▸ **YOUR ASSIGNMENT**:
A word-for-word copy of the records is needed, with every picture left out.

▸ **EXERCISE INPUT**:
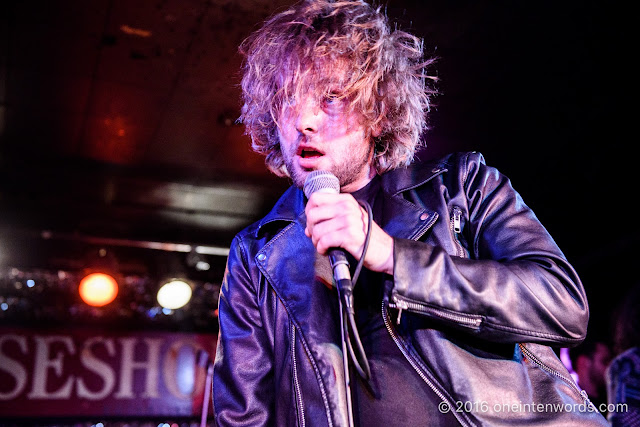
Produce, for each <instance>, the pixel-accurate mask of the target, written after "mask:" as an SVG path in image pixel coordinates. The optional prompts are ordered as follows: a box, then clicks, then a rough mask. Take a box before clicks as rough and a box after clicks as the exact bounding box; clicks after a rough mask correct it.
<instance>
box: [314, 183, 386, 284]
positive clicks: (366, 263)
mask: <svg viewBox="0 0 640 427" xmlns="http://www.w3.org/2000/svg"><path fill="white" fill-rule="evenodd" d="M305 213H306V214H307V227H306V228H305V230H304V232H305V234H306V235H307V236H309V237H310V238H311V241H312V242H313V245H314V246H315V247H316V250H317V251H318V253H320V254H322V255H326V254H327V251H328V250H329V248H343V249H344V250H346V251H347V252H349V253H350V254H351V255H353V256H354V258H355V259H356V260H360V255H362V248H363V247H364V241H365V237H366V233H367V224H368V221H369V220H368V216H367V212H366V211H365V210H364V209H363V208H362V207H361V206H360V205H359V204H358V202H357V201H356V199H354V198H353V196H352V195H351V194H349V193H340V194H326V193H314V194H312V195H311V197H310V198H309V201H308V203H307V207H306V208H305ZM364 266H365V267H366V268H368V269H369V270H372V271H377V272H381V273H387V274H393V238H392V237H391V236H389V235H388V234H387V233H385V232H384V230H382V229H381V228H380V227H379V226H378V224H376V223H375V222H374V223H373V224H372V226H371V240H370V241H369V248H368V249H367V253H366V255H365V259H364Z"/></svg>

▸ **YOUR SOLUTION**:
Produce, for each <instance>, the pixel-accurate mask of the target, written after "mask:" as an SVG path in image pixel coordinates. The optional prompts are ordered as follows: a box, then clicks, then a rough mask. Take a box before clicks as rough and a box after clicks as the exact bounding box; clicks after a rough mask correct it.
<instance>
box: [314, 183, 386, 284]
positive clicks: (366, 263)
mask: <svg viewBox="0 0 640 427" xmlns="http://www.w3.org/2000/svg"><path fill="white" fill-rule="evenodd" d="M305 213H306V214H307V227H306V228H305V230H304V232H305V234H306V235H307V236H309V237H310V238H311V241H312V242H313V245H314V246H315V247H316V250H317V251H318V253H320V254H322V255H326V254H327V251H328V250H329V248H343V249H344V250H346V251H347V252H349V253H350V254H351V255H353V256H354V258H355V259H356V260H360V255H362V248H363V247H364V241H365V237H366V233H367V224H368V221H369V220H368V216H367V212H366V211H365V210H364V209H363V208H362V207H361V206H360V205H359V204H358V202H357V201H356V199H354V198H353V196H352V195H351V194H349V193H340V194H326V193H314V194H312V195H311V197H310V198H309V201H308V203H307V207H306V208H305ZM364 266H365V267H366V268H368V269H369V270H372V271H377V272H381V273H387V274H393V238H392V237H391V236H389V235H388V234H387V233H385V232H384V230H382V229H381V228H380V227H379V226H378V224H376V223H375V222H374V223H373V224H372V226H371V240H370V241H369V248H368V249H367V253H366V255H365V259H364Z"/></svg>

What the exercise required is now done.